▶ RAW DATA
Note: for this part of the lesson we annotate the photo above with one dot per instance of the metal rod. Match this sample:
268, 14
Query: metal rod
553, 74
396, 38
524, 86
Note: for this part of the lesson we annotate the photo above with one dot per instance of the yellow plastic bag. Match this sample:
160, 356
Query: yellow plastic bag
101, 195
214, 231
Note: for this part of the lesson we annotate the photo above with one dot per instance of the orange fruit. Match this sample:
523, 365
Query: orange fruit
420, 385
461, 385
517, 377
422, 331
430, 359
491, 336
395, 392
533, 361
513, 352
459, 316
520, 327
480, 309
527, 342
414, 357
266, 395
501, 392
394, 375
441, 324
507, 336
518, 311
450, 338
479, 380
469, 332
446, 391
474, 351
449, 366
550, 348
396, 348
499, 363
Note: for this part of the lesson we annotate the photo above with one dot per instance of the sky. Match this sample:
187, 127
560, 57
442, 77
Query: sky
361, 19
* * *
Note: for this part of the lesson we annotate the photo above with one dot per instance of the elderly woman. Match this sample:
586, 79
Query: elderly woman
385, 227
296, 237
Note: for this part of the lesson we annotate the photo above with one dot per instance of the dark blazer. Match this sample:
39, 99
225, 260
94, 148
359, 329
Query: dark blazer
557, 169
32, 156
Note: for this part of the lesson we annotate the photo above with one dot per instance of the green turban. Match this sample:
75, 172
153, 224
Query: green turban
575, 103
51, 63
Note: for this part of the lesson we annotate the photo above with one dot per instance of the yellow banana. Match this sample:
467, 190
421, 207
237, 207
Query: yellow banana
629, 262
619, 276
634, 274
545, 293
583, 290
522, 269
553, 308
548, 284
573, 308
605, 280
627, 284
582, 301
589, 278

▶ DIRECTIONS FOR THIS TASK
Copy out every line of the listing above that has the word "metal" in it.

▶ WRITTEN RESPONSE
Note: for this part of the lesson we annotate the photo above with one dot per instance of the metal rod. Match this sample:
Query: metal rod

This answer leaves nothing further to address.